* [DIRECTION]:
Starting at the line that contains "Locate the thin", restate each line word for word through the final line of the data, keeping both ends.

* [Records of labeled points]:
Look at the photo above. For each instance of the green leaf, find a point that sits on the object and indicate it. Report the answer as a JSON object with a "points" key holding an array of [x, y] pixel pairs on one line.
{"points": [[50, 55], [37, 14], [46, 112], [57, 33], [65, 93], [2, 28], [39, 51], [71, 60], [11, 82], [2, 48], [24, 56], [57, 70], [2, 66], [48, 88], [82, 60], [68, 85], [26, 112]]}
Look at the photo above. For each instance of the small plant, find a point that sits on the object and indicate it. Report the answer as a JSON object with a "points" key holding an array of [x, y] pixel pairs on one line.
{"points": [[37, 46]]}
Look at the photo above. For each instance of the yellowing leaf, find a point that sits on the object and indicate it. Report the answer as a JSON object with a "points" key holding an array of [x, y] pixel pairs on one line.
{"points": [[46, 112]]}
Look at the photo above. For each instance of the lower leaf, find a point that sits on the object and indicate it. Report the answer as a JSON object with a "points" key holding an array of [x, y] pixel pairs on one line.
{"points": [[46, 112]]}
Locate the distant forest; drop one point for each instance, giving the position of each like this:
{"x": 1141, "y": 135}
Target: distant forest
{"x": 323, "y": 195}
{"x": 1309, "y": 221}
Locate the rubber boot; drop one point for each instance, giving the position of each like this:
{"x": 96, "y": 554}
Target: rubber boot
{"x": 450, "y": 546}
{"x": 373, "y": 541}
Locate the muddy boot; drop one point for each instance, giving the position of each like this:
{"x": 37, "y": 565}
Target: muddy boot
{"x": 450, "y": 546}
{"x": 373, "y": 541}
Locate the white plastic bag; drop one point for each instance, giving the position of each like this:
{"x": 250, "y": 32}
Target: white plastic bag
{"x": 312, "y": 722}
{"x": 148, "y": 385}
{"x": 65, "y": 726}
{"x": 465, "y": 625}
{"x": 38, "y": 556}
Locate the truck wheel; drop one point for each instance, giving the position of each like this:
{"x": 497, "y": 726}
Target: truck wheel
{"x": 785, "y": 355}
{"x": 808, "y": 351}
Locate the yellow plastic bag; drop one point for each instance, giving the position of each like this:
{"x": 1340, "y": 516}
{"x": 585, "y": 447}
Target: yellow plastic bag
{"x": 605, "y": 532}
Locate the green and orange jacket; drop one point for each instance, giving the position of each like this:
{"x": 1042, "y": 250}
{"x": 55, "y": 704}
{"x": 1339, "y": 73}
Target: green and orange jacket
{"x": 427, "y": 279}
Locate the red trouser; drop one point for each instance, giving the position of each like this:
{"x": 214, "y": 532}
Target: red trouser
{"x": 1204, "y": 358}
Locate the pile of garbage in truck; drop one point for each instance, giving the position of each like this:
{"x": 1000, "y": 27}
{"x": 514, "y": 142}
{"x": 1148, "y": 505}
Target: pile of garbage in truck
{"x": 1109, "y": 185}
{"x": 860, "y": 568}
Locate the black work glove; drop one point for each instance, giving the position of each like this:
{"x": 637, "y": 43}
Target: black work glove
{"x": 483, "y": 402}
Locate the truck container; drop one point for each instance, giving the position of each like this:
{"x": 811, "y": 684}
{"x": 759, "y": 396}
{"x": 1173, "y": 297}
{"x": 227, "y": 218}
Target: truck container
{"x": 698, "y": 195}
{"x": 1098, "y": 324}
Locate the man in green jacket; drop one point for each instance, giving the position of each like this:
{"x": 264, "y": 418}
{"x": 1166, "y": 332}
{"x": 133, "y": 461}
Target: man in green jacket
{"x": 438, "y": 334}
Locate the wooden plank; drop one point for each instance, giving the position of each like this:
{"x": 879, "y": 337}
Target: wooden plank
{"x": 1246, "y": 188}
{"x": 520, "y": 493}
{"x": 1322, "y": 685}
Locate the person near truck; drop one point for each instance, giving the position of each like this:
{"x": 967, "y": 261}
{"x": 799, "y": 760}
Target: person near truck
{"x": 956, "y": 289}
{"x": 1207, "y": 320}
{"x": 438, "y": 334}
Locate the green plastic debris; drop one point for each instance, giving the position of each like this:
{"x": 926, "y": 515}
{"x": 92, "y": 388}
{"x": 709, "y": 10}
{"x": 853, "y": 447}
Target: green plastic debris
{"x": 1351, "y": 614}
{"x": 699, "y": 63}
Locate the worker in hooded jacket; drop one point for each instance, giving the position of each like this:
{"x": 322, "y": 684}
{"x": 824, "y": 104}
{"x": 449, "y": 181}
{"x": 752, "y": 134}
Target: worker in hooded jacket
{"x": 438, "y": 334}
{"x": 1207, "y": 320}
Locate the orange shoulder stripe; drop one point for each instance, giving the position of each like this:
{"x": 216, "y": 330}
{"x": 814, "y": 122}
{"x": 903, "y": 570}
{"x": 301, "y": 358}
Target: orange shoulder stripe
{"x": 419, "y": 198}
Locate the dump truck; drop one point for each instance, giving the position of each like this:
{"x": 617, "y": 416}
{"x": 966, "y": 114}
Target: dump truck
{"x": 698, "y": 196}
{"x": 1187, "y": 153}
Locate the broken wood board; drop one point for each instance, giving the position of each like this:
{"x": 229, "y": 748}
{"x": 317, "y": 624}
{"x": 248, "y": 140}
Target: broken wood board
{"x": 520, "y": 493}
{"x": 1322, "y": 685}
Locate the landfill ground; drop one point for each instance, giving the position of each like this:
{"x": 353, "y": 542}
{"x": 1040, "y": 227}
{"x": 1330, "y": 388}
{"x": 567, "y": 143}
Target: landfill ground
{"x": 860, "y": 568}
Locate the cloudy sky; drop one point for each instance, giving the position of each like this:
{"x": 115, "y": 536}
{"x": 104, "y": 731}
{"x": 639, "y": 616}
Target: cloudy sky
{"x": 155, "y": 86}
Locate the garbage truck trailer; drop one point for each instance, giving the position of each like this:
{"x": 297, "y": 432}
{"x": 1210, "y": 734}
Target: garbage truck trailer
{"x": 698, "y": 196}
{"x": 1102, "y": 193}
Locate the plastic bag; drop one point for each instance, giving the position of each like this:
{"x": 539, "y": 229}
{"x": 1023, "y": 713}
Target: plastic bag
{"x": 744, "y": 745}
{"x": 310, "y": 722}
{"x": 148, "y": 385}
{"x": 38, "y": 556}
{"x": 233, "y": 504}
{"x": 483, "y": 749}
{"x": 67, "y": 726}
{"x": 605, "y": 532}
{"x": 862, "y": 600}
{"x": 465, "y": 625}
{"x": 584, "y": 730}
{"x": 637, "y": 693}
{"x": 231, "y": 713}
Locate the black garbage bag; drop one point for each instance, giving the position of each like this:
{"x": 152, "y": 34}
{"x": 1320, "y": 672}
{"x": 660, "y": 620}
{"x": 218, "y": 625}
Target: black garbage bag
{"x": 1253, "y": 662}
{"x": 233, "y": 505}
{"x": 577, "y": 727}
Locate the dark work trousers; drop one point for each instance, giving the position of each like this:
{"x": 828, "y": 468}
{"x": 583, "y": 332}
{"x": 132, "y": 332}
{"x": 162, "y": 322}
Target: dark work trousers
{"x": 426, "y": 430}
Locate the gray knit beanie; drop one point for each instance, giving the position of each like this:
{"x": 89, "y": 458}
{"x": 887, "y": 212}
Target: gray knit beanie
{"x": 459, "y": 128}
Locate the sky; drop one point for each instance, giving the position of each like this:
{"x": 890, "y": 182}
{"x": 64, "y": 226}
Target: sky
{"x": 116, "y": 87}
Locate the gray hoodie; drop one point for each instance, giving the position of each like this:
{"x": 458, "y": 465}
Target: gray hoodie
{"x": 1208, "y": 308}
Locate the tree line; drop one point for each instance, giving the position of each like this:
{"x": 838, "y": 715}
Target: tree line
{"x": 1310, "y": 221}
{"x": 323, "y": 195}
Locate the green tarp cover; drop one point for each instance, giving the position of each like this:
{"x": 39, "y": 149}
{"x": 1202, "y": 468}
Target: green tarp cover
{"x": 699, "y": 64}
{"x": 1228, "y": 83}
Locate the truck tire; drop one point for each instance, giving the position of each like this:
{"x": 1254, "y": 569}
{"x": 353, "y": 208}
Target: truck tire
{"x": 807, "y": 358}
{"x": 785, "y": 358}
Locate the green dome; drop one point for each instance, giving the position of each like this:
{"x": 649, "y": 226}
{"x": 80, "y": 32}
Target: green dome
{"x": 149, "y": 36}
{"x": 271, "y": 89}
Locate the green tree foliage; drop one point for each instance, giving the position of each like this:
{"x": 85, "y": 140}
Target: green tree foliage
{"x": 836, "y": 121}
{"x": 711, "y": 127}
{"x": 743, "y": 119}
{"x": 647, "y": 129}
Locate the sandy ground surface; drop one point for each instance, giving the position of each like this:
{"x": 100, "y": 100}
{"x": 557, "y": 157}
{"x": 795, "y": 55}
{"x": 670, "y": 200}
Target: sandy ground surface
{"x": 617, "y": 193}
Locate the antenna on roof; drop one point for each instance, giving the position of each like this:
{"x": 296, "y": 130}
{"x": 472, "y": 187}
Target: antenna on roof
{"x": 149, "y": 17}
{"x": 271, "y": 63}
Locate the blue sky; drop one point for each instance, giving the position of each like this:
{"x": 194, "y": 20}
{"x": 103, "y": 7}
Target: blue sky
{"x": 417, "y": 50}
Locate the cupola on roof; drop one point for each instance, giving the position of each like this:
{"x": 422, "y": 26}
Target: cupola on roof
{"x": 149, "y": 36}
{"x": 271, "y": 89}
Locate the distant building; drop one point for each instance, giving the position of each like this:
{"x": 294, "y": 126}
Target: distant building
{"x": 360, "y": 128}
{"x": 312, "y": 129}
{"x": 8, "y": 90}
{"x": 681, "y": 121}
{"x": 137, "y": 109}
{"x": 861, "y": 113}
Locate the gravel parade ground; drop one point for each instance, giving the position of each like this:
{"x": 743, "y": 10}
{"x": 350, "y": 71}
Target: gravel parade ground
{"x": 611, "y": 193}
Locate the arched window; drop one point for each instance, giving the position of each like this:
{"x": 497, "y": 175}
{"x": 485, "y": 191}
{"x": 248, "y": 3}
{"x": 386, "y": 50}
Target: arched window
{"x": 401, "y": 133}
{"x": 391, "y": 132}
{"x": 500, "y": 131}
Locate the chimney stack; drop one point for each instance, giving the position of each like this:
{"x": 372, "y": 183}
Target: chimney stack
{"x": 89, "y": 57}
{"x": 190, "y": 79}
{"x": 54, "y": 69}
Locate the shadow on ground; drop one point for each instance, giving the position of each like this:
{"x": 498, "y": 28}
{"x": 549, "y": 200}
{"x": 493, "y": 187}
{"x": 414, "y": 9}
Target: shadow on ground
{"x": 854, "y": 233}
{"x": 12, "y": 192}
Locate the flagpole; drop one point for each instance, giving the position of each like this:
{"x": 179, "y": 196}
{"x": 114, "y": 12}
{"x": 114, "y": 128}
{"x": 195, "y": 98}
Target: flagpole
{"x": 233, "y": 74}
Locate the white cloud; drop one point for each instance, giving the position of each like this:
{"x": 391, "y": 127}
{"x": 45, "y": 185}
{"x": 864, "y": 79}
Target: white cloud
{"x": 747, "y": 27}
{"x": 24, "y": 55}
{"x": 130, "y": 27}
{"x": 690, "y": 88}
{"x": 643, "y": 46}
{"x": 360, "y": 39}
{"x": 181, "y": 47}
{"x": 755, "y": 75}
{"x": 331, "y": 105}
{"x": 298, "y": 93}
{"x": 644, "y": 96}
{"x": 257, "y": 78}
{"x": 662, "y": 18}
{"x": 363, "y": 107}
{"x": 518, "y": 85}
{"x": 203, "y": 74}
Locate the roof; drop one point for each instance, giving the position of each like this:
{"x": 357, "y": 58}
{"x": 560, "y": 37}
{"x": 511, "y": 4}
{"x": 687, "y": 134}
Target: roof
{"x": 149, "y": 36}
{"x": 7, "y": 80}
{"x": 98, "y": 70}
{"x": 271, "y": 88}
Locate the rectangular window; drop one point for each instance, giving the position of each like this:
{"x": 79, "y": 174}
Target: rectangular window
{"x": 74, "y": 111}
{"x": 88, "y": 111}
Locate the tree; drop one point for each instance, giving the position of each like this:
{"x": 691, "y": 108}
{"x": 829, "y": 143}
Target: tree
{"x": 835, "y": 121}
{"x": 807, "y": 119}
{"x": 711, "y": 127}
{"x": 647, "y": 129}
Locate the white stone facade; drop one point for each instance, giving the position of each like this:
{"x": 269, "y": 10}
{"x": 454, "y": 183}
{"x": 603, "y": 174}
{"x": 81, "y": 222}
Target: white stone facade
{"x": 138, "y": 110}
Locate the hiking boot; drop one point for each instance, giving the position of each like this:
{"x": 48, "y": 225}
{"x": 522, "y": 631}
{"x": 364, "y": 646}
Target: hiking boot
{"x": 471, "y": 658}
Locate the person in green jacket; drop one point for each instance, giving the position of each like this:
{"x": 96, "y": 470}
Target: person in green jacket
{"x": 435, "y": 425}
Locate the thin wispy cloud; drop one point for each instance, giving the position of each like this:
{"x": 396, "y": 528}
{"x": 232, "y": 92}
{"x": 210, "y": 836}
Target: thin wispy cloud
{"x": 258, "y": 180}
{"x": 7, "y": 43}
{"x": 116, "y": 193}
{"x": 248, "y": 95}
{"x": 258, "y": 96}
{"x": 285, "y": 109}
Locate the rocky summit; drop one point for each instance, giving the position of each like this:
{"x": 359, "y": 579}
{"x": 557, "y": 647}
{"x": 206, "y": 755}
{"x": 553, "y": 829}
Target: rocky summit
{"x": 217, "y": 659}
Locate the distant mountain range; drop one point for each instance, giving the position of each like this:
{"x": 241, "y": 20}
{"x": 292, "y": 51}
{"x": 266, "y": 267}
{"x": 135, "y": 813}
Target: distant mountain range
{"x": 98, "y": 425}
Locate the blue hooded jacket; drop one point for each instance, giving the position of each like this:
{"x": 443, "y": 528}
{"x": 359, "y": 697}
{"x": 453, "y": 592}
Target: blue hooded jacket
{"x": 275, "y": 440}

* [RESPONSE BELOW]:
Locate the thin wispy cloud; drop one point for each instance, giving the position of each like this:
{"x": 396, "y": 528}
{"x": 232, "y": 92}
{"x": 210, "y": 836}
Target: thin wispy cloud
{"x": 258, "y": 180}
{"x": 7, "y": 43}
{"x": 116, "y": 193}
{"x": 248, "y": 95}
{"x": 258, "y": 96}
{"x": 285, "y": 109}
Locate the rocky summit; drop one point for each instance, giving the position of each like this:
{"x": 359, "y": 579}
{"x": 557, "y": 647}
{"x": 206, "y": 755}
{"x": 553, "y": 829}
Target: rocky summit
{"x": 217, "y": 659}
Locate the distant mountain range; drop one point for each instance, giving the position of each like this:
{"x": 241, "y": 20}
{"x": 292, "y": 51}
{"x": 266, "y": 267}
{"x": 135, "y": 813}
Target: distant mountain range
{"x": 98, "y": 425}
Locate the blue hooded jacket; drop one point for each instance, giving the position of each like this:
{"x": 443, "y": 528}
{"x": 359, "y": 697}
{"x": 453, "y": 592}
Target: blue hooded jacket
{"x": 275, "y": 440}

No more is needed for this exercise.